-- Opening Marker --
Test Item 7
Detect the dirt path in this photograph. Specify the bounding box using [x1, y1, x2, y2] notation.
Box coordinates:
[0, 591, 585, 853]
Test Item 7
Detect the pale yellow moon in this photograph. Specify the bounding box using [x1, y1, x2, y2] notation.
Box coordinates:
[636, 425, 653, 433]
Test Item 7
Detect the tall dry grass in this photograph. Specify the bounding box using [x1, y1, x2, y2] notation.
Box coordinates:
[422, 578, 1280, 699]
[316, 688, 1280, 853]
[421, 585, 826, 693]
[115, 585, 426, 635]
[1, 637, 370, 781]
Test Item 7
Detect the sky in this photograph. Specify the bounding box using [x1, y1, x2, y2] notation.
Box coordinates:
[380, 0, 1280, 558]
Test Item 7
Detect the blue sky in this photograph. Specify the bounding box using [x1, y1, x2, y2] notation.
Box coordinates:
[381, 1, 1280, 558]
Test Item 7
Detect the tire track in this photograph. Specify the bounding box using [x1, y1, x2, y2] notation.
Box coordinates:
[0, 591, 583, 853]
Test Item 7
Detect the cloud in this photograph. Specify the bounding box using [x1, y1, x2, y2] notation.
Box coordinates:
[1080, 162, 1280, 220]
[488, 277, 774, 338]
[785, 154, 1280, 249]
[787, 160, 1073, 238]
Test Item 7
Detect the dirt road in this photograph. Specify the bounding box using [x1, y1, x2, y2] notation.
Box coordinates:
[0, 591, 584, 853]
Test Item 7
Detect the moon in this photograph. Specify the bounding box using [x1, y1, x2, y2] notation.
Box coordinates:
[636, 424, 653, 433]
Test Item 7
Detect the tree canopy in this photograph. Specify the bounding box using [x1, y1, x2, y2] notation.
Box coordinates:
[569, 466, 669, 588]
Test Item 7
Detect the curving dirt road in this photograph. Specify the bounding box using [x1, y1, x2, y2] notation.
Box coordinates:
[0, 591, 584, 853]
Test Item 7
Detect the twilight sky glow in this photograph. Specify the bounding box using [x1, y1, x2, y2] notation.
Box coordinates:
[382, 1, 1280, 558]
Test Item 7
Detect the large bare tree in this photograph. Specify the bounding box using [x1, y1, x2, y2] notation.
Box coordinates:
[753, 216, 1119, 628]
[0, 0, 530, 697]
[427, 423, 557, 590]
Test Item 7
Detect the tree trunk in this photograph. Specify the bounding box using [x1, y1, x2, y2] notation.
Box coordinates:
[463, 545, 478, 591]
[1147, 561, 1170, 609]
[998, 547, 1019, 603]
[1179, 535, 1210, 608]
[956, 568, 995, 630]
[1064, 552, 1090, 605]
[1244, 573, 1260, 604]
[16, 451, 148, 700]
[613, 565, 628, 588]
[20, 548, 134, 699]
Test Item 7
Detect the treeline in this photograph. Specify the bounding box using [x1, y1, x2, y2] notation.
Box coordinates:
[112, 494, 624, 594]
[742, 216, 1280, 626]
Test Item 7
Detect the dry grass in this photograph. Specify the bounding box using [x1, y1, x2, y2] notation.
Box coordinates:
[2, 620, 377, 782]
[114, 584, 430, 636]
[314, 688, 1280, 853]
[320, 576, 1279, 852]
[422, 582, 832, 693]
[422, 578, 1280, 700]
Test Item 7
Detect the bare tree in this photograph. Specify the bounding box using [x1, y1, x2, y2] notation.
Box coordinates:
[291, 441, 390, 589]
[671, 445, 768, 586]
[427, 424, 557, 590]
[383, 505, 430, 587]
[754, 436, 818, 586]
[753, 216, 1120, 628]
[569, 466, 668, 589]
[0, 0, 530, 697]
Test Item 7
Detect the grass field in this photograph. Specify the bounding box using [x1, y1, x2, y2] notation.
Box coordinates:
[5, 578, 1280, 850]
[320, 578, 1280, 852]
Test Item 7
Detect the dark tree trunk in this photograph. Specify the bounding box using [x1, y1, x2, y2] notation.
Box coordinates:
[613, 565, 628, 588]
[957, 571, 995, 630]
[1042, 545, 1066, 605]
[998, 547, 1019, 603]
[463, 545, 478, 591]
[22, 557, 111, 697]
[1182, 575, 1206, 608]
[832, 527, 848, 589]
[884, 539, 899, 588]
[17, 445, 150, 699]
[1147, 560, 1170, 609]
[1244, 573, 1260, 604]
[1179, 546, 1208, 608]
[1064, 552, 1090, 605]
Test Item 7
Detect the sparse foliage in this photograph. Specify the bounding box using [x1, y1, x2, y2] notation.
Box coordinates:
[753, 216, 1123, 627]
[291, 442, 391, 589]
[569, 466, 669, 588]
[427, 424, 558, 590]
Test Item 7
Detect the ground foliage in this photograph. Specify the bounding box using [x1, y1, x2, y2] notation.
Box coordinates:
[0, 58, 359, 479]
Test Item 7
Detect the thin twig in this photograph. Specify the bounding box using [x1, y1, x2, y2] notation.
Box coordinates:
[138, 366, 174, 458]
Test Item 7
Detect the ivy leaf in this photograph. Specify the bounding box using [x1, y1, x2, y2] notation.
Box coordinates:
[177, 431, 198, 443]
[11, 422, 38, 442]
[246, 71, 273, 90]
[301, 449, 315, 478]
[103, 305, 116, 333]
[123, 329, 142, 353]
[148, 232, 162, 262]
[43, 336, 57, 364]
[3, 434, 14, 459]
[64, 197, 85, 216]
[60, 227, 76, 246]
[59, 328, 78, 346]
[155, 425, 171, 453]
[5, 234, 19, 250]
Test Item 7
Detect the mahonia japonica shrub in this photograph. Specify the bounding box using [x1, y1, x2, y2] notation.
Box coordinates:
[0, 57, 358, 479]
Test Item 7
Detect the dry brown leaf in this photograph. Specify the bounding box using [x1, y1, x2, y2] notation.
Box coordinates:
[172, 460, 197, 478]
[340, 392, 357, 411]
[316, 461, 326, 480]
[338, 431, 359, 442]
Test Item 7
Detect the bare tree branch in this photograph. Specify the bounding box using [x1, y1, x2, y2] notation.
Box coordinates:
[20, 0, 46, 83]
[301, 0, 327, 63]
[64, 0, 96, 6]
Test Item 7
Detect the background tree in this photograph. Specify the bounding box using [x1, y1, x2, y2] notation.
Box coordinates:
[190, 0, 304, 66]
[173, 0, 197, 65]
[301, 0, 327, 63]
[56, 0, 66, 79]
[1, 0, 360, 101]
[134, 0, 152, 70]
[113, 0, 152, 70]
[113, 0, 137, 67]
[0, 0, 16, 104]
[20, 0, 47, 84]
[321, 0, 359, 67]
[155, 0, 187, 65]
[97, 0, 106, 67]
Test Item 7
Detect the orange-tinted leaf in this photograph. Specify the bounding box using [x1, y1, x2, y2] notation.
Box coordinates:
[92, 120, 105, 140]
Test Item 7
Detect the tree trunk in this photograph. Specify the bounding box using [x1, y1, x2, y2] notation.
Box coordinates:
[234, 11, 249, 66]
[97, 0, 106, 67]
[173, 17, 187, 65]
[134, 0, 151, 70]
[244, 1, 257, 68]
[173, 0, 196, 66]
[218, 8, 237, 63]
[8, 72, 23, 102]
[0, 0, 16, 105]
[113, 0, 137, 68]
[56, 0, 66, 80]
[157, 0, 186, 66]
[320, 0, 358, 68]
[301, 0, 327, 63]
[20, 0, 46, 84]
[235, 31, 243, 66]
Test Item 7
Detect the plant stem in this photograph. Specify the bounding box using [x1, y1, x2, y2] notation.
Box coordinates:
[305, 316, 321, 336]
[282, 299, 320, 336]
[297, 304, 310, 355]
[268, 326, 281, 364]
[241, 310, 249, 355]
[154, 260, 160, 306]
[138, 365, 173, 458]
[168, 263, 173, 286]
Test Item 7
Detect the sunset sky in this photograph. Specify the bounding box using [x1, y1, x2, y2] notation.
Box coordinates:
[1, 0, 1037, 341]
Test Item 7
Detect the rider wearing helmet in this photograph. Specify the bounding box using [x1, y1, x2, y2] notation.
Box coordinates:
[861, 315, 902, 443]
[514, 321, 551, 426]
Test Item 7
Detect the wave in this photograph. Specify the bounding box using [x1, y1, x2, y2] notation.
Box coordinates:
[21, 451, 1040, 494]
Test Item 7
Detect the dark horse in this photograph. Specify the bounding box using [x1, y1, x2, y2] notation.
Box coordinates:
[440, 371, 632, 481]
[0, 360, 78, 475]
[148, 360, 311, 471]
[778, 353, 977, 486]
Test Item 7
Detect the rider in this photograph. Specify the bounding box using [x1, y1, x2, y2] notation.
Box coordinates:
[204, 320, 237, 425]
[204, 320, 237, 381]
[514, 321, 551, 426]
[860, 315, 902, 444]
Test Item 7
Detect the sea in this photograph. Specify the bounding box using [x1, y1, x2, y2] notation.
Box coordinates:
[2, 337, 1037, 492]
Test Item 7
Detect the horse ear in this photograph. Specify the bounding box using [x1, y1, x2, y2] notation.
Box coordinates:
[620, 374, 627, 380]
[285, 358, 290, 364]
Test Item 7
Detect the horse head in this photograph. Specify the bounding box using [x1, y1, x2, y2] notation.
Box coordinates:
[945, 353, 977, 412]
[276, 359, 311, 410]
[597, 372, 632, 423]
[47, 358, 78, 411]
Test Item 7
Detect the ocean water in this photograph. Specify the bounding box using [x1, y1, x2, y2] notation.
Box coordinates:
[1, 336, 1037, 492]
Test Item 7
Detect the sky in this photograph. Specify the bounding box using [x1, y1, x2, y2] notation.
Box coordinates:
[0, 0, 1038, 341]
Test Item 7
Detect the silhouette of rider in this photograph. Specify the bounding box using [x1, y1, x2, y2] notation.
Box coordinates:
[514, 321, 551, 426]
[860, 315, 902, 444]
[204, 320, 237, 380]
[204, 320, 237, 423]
-- Closing Marker --
TASK DETAILS. Please set down, with no changes, the line that contains "Detect the horse head" and all the lines after it until the entries end; write nothing besides them.

THE ANSWER.
Detect the horse head in this photograph. Specify the bounding box using [x1, y1, x2, y2] notation.
Box coordinates:
[945, 353, 977, 412]
[276, 359, 311, 410]
[597, 372, 632, 423]
[47, 358, 78, 411]
Test Item 7
Detect the ocean water in this photograph. Specify the bounding box using [x1, y1, x2, y2] notation.
Box coordinates:
[1, 336, 1037, 492]
Test Item 7
Detect the sky in this photograph. Specify the bounding box using [x1, y1, x2, y2] notation.
Box coordinates:
[0, 0, 1038, 341]
Test Item 7
Detect the silhouette of rider in this photograph. Specify the bounding box using [x1, y1, x2, y2] notation.
Box coordinates:
[514, 321, 551, 426]
[860, 315, 902, 444]
[204, 320, 237, 380]
[204, 320, 237, 423]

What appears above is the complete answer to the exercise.